What needs to be done :: Reproduce the listing verbatim through the line with "box: [49, 36, 57, 42]".

Start of Study material

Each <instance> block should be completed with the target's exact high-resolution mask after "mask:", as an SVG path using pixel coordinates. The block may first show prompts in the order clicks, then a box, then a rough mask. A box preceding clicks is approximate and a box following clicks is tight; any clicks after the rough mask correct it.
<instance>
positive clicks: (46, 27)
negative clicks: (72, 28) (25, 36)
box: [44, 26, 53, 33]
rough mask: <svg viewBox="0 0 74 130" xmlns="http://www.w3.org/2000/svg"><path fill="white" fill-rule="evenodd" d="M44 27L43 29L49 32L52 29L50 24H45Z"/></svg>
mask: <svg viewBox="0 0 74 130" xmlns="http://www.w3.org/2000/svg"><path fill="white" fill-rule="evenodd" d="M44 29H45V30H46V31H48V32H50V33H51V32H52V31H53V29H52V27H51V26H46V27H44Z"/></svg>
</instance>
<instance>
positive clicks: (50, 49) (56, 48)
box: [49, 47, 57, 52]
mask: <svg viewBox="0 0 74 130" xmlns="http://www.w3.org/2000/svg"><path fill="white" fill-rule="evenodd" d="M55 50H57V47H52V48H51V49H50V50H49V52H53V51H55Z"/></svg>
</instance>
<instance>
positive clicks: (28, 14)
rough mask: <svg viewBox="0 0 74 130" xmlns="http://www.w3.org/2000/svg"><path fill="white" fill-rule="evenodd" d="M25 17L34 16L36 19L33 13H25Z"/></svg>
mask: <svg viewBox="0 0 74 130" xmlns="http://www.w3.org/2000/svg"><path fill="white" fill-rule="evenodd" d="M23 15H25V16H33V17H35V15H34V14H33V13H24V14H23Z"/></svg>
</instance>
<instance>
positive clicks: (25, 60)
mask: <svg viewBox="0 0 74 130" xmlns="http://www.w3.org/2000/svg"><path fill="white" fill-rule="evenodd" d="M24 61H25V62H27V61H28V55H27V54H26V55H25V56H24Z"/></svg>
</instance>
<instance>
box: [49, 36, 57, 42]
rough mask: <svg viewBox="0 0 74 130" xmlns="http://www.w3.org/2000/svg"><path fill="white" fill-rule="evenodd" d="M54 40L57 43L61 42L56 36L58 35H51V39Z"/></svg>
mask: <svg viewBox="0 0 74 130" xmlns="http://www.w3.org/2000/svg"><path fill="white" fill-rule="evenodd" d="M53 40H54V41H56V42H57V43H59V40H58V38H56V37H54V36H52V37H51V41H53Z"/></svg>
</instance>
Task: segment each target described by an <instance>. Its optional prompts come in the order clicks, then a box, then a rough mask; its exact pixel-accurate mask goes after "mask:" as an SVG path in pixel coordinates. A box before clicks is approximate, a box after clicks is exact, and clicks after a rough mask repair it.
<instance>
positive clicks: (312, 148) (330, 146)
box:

End of Study material

Answer box ::
Each <instance> block should be completed with the target's exact high-resolution mask after "mask:", as an SVG path using pixel coordinates. The block may first show prompts in the order clicks, then a box, then a rough mask. A box preceding clicks is approximate and a box following clicks is tight; any clicks after the rough mask correct it.
<instance>
positive clicks: (46, 27)
negative clicks: (72, 28) (25, 36)
box: [44, 26, 53, 33]
rough mask: <svg viewBox="0 0 74 130" xmlns="http://www.w3.org/2000/svg"><path fill="white" fill-rule="evenodd" d="M44 27L43 29L49 32L52 29L50 24H45Z"/></svg>
mask: <svg viewBox="0 0 74 130" xmlns="http://www.w3.org/2000/svg"><path fill="white" fill-rule="evenodd" d="M44 29H45V30H46V31H48V32H50V33H51V32H52V31H53V29H52V27H51V26H46V27H44Z"/></svg>
</instance>
<instance>
positive clicks: (50, 49) (56, 48)
box: [49, 47, 57, 52]
mask: <svg viewBox="0 0 74 130" xmlns="http://www.w3.org/2000/svg"><path fill="white" fill-rule="evenodd" d="M55 50H57V47H52V48H51V49H50V50H49V52H53V51H55Z"/></svg>
</instance>
<instance>
positive clicks: (28, 14)
rough mask: <svg viewBox="0 0 74 130" xmlns="http://www.w3.org/2000/svg"><path fill="white" fill-rule="evenodd" d="M25 17L34 16L36 19L33 13H25Z"/></svg>
mask: <svg viewBox="0 0 74 130" xmlns="http://www.w3.org/2000/svg"><path fill="white" fill-rule="evenodd" d="M23 15H25V16H33V17H35V15H34V14H33V13H24V14H23Z"/></svg>
</instance>
<instance>
positive clicks: (25, 60)
mask: <svg viewBox="0 0 74 130" xmlns="http://www.w3.org/2000/svg"><path fill="white" fill-rule="evenodd" d="M24 61H25V62H27V61H28V55H27V54H26V55H25V56H24Z"/></svg>
</instance>
<instance>
box: [49, 36, 57, 42]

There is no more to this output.